Task to carry out
Make an exact copy of the lines from the one holding "Would you be able to point at the window" through the last line of the material, and output nothing else.
■ ■ ■ ■
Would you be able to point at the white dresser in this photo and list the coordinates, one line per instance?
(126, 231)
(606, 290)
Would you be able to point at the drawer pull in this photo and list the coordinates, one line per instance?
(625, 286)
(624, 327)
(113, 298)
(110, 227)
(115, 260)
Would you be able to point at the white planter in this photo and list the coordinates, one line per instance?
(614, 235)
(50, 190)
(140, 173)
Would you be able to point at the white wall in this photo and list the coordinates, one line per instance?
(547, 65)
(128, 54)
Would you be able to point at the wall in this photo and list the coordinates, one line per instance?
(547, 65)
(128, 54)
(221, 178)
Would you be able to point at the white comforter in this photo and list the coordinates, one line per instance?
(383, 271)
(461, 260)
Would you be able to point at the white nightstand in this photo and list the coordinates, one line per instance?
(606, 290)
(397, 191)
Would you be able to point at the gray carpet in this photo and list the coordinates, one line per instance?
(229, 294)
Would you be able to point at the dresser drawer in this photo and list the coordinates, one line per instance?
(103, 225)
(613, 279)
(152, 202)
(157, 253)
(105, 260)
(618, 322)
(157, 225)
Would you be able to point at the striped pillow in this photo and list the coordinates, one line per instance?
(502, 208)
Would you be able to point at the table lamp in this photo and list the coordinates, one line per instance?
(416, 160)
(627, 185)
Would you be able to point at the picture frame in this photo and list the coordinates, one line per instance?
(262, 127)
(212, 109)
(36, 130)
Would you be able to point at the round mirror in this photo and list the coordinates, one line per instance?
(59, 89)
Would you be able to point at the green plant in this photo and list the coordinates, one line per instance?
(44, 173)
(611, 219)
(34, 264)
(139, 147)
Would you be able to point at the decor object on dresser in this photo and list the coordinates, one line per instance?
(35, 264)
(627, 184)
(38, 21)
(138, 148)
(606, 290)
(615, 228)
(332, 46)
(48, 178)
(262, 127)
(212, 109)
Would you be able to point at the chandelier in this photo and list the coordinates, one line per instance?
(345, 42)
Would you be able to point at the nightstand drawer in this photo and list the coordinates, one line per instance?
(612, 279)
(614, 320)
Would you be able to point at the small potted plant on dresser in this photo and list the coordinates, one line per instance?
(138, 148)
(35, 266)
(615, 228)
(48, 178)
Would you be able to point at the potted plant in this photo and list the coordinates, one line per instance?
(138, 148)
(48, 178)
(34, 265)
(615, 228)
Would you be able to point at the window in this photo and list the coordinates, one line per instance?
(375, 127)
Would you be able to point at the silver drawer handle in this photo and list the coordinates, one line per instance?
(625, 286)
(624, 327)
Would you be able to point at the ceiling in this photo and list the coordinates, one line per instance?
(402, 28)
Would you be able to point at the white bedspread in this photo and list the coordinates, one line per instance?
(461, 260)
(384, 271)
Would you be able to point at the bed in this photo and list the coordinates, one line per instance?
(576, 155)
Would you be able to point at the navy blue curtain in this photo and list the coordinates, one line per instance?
■ ■ ■ ■
Completed task
Would you be able to point at the window in this photo and list the coordinates, one line per instance?
(375, 127)
Would you be able to point at the silver drawer handle in this photo and list the coordinates, one line per instance?
(625, 286)
(624, 327)
Would you be able to point at the ceiling in this photo and list the coordinates, one line per instance?
(402, 28)
Would you be able to point at the white bedspread in this photo and list the coordinates, one line per instance?
(461, 260)
(384, 271)
Would you be able to point at the bed in this photo and list the coordinates, one line per instance?
(576, 155)
Would you be able to point at the navy blue curtain in this photo and list the coordinates, one line per instance?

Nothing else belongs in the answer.